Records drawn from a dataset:
★ ★ ★ ★ ★

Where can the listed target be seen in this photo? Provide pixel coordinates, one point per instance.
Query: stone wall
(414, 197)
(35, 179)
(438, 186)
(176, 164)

★ ★ ★ ★ ★

What's wanted is a faithful copy of each entry above.

[Task result]
Where can the listed target be seen in this photo? Provide pixel coordinates, one point per instance.
Query: stone wall
(414, 197)
(35, 179)
(438, 186)
(176, 164)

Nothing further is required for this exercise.